[指点定位记录]
= = = = = = =

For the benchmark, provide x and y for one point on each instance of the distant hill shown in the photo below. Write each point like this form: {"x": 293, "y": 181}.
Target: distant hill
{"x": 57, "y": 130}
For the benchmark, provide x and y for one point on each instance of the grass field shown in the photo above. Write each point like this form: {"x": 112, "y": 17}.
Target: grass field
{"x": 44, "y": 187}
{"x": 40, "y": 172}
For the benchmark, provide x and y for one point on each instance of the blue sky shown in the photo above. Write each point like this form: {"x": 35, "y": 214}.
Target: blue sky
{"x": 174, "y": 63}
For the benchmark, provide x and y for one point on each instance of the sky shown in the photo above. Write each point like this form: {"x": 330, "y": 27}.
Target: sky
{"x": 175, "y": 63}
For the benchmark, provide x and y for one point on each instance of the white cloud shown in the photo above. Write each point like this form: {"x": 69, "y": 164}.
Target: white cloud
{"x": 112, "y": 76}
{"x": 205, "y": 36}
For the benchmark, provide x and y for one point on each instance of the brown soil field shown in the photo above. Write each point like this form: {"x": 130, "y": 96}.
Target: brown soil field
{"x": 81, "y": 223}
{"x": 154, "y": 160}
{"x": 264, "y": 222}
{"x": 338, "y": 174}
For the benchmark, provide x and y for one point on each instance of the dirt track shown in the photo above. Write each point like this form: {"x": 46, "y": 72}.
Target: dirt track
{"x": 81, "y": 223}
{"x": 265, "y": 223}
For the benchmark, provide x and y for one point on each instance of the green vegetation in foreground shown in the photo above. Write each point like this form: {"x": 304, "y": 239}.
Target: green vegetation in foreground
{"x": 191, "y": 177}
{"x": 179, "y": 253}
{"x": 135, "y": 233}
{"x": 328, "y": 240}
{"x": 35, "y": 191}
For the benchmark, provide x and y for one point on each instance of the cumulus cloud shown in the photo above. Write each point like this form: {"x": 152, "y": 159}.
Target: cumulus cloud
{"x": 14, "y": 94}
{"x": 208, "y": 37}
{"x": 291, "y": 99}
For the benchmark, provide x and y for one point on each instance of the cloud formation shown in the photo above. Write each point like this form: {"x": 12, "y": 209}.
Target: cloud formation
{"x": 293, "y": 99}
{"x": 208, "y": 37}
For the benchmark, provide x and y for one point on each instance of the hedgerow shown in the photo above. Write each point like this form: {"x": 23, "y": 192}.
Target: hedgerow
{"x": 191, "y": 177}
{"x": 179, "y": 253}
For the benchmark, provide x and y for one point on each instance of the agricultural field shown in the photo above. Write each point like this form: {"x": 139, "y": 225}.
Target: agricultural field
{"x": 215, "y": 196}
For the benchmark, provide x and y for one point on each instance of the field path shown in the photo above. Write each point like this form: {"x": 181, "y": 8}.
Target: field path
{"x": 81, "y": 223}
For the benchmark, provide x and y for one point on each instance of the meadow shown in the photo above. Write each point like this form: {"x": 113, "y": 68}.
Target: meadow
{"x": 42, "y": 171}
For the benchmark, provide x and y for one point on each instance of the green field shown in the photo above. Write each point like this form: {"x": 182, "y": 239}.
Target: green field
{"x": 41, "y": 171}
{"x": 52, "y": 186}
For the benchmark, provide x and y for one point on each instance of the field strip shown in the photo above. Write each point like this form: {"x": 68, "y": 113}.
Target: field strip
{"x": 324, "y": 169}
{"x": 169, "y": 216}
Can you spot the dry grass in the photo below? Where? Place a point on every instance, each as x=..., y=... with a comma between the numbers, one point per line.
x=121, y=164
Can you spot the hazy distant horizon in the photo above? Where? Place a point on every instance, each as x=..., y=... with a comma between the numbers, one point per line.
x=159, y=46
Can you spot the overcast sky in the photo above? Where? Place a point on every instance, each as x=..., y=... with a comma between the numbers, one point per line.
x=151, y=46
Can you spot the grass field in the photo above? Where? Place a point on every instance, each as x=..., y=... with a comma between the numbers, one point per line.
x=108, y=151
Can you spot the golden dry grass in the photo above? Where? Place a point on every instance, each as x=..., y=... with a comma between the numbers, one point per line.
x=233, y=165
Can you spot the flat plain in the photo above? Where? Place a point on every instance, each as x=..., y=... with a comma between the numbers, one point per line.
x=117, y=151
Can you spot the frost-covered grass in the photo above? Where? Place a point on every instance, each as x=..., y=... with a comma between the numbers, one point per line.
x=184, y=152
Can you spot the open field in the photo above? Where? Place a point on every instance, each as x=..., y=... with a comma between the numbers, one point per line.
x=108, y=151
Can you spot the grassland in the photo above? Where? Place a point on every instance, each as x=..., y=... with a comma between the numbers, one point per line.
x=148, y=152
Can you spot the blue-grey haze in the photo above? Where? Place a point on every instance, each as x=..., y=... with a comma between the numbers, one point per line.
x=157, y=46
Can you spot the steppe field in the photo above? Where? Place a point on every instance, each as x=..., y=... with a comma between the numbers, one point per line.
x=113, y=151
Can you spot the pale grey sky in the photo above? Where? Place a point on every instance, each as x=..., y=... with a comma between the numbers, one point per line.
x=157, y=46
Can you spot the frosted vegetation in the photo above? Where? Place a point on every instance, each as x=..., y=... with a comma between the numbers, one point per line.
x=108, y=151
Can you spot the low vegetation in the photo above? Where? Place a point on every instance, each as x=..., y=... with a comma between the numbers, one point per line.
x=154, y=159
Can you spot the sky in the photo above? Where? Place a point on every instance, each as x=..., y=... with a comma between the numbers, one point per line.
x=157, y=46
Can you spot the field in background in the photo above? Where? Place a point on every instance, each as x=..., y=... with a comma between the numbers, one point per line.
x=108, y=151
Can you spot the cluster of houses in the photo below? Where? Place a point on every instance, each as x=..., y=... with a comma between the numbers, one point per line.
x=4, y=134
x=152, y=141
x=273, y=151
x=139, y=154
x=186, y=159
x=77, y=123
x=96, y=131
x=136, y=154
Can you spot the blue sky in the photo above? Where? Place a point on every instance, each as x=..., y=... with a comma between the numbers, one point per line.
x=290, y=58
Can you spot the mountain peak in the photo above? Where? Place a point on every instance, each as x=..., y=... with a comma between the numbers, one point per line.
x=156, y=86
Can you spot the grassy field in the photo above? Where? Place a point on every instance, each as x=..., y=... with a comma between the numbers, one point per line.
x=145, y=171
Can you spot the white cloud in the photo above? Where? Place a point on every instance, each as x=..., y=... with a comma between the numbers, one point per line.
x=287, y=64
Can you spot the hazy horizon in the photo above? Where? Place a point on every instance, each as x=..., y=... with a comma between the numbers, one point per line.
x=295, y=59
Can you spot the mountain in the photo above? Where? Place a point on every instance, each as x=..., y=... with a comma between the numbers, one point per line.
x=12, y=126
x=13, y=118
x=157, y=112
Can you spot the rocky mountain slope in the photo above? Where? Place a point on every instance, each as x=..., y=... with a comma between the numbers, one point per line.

= = = = = = =

任务要求: 把以上全部记录转换成 Markdown 表格，表格设“序号”和“内容”两列，每行填一行记录，空行不计入。

本题解答:
| 序号 | 内容 |
|---|---|
| 1 | For the benchmark, provide x and y for one point on each instance of the distant hill shown in the photo below. Write each point like this form: {"x": 293, "y": 181}. |
| 2 | Target: distant hill |
| 3 | {"x": 57, "y": 130} |
| 4 | For the benchmark, provide x and y for one point on each instance of the grass field shown in the photo above. Write each point like this form: {"x": 112, "y": 17}. |
| 5 | Target: grass field |
| 6 | {"x": 44, "y": 187} |
| 7 | {"x": 40, "y": 172} |
| 8 | For the benchmark, provide x and y for one point on each instance of the blue sky shown in the photo above. Write each point like this form: {"x": 35, "y": 214}. |
| 9 | Target: blue sky |
| 10 | {"x": 174, "y": 63} |
| 11 | For the benchmark, provide x and y for one point on each instance of the sky shown in the photo above. Write each point like this form: {"x": 330, "y": 27}. |
| 12 | Target: sky |
| 13 | {"x": 175, "y": 63} |
| 14 | For the benchmark, provide x and y for one point on each instance of the white cloud shown in the photo above. Write each point like this form: {"x": 69, "y": 164}. |
| 15 | Target: white cloud |
| 16 | {"x": 112, "y": 76} |
| 17 | {"x": 205, "y": 36} |
| 18 | For the benchmark, provide x and y for one point on each instance of the brown soil field shown in the photo above. Write each point like this form: {"x": 130, "y": 96}. |
| 19 | Target: brown soil field |
| 20 | {"x": 81, "y": 223} |
| 21 | {"x": 154, "y": 160} |
| 22 | {"x": 264, "y": 222} |
| 23 | {"x": 338, "y": 174} |
| 24 | For the benchmark, provide x and y for one point on each instance of the dirt track shown in the photo above. Write each point like this form: {"x": 46, "y": 72}. |
| 25 | Target: dirt track |
| 26 | {"x": 81, "y": 223} |
| 27 | {"x": 265, "y": 223} |
| 28 | For the benchmark, provide x and y for one point on each instance of the green vegetation in foreground shown in the photo above. Write each point like this form: {"x": 304, "y": 239}. |
| 29 | Target: green vegetation in foreground |
| 30 | {"x": 191, "y": 177} |
| 31 | {"x": 179, "y": 253} |
| 32 | {"x": 135, "y": 233} |
| 33 | {"x": 328, "y": 240} |
| 34 | {"x": 35, "y": 191} |
| 35 | For the benchmark, provide x and y for one point on each instance of the cumulus cloud shown in the photo above. Write each point like this form: {"x": 152, "y": 159}. |
| 36 | Target: cumulus cloud |
| 37 | {"x": 14, "y": 94} |
| 38 | {"x": 208, "y": 37} |
| 39 | {"x": 291, "y": 99} |
| 40 | For the benchmark, provide x and y for one point on each instance of the cloud formation shown in the photo above. Write each point like this form: {"x": 12, "y": 209}. |
| 41 | Target: cloud formation |
| 42 | {"x": 293, "y": 99} |
| 43 | {"x": 208, "y": 37} |
| 44 | For the benchmark, provide x and y for one point on each instance of the hedgerow shown in the photo above. Write each point like this form: {"x": 23, "y": 192}. |
| 45 | Target: hedgerow |
| 46 | {"x": 191, "y": 177} |
| 47 | {"x": 179, "y": 253} |
| 48 | For the benchmark, provide x and y for one point on each instance of the agricultural field shown in the photo above. Write each point like this form: {"x": 139, "y": 225}. |
| 49 | Target: agricultural field |
| 50 | {"x": 215, "y": 196} |
| 51 | For the benchmark, provide x and y for one point on each instance of the field path shown in the photo above. Write each point like this form: {"x": 181, "y": 8}. |
| 52 | Target: field path |
| 53 | {"x": 81, "y": 223} |
| 54 | For the benchmark, provide x and y for one point on each instance of the meadow shown in the photo above. Write each point like this form: {"x": 113, "y": 68}. |
| 55 | Target: meadow |
| 56 | {"x": 42, "y": 171} |
| 57 | For the benchmark, provide x and y for one point on each instance of the green field shown in the photo above. Write each point like this form: {"x": 182, "y": 239}. |
| 58 | Target: green field |
| 59 | {"x": 41, "y": 171} |
| 60 | {"x": 52, "y": 186} |
| 61 | For the benchmark, provide x and y for one point on each instance of the field strip shown in the photo above. Write each point like this form: {"x": 68, "y": 113}. |
| 62 | Target: field strip |
| 63 | {"x": 324, "y": 169} |
| 64 | {"x": 169, "y": 216} |
| 65 | Can you spot the dry grass in the photo below? Where? Place a point on every instance, each as x=..., y=... with a comma between the numbers, one point per line. |
| 66 | x=121, y=164 |
| 67 | Can you spot the hazy distant horizon in the photo above? Where? Place a point on every instance, each as x=..., y=... with a comma between the numbers, one point per line. |
| 68 | x=159, y=46 |
| 69 | Can you spot the overcast sky in the photo above? Where? Place a point on every instance, each as x=..., y=... with a comma between the numbers, one point per line. |
| 70 | x=151, y=46 |
| 71 | Can you spot the grass field in the photo above? Where? Place a point on every instance, each as x=..., y=... with a comma between the numbers, one point per line. |
| 72 | x=108, y=151 |
| 73 | Can you spot the golden dry grass in the photo above? Where? Place a point on every instance, each as x=..., y=... with a comma between the numbers, one point per line. |
| 74 | x=233, y=165 |
| 75 | Can you spot the flat plain in the photo above? Where? Place a point on every instance, each as x=..., y=... with a comma between the numbers, one point per line. |
| 76 | x=117, y=151 |
| 77 | Can you spot the frost-covered grass in the photo above? Where? Place a point on every instance, each as x=..., y=... with a comma between the numbers, one point per line. |
| 78 | x=184, y=152 |
| 79 | Can you spot the open field in the photo above? Where? Place a point on every instance, each as x=..., y=... with a comma between the numbers, one point per line. |
| 80 | x=108, y=151 |
| 81 | Can you spot the grassland in the photo above? Where? Place a point on every instance, each as x=..., y=... with a comma between the numbers, one point per line. |
| 82 | x=148, y=152 |
| 83 | Can you spot the blue-grey haze in the photo above? Where? Place a point on every instance, each as x=..., y=... with a comma between the numbers, one point per line. |
| 84 | x=157, y=46 |
| 85 | Can you spot the steppe field in the photo above? Where? Place a point on every instance, each as x=..., y=... with a comma between the numbers, one point per line. |
| 86 | x=113, y=151 |
| 87 | Can you spot the pale grey sky in the photo above? Where? Place a point on every instance, each as x=..., y=... with a comma between the numbers, one point per line. |
| 88 | x=157, y=46 |
| 89 | Can you spot the frosted vegetation in the photo above? Where? Place a point on every instance, each as x=..., y=... with a comma between the numbers, one point per line. |
| 90 | x=108, y=151 |
| 91 | Can you spot the low vegetation in the photo above? Where? Place a point on every instance, each as x=..., y=... with a comma between the numbers, one point per line. |
| 92 | x=154, y=159 |
| 93 | Can you spot the sky in the photo above? Where? Place a point on every instance, each as x=..., y=... with a comma between the numbers, one point per line. |
| 94 | x=157, y=46 |
| 95 | Can you spot the field in background in the photo above? Where? Place a point on every instance, each as x=..., y=... with a comma between the numbers, one point per line. |
| 96 | x=108, y=151 |
| 97 | Can you spot the cluster of houses in the photo below? Where? Place a point on every instance, each as x=..., y=... with a comma between the numbers, one point per line. |
| 98 | x=4, y=134 |
| 99 | x=152, y=141 |
| 100 | x=273, y=151 |
| 101 | x=139, y=154 |
| 102 | x=186, y=159 |
| 103 | x=77, y=123 |
| 104 | x=96, y=131 |
| 105 | x=136, y=154 |
| 106 | Can you spot the blue sky in the photo above? Where? Place a point on every instance, each as x=..., y=... with a comma between the numbers, one point per line. |
| 107 | x=290, y=58 |
| 108 | Can you spot the mountain peak in the photo above? Where? Place a point on every instance, each as x=..., y=... with a comma between the numbers, one point per line. |
| 109 | x=156, y=86 |
| 110 | Can you spot the grassy field in the photo above? Where? Place a point on every instance, each as x=..., y=... with a comma between the numbers, one point per line. |
| 111 | x=145, y=171 |
| 112 | Can you spot the white cloud in the photo above? Where? Place a point on every instance, each as x=..., y=... with a comma between the numbers, one point per line. |
| 113 | x=287, y=64 |
| 114 | Can you spot the hazy horizon in the photo above? Where? Place a point on every instance, each as x=..., y=... with a comma between the numbers, one point per line. |
| 115 | x=295, y=59 |
| 116 | Can you spot the mountain in the photo above? Where? Place a point on every instance, each as x=..., y=... with a comma between the numbers, one point per line. |
| 117 | x=12, y=126 |
| 118 | x=13, y=118 |
| 119 | x=157, y=112 |
| 120 | Can you spot the rocky mountain slope in the photo above? Where? Place a point on every instance, each as x=..., y=... with a comma between the numbers, one point per line. |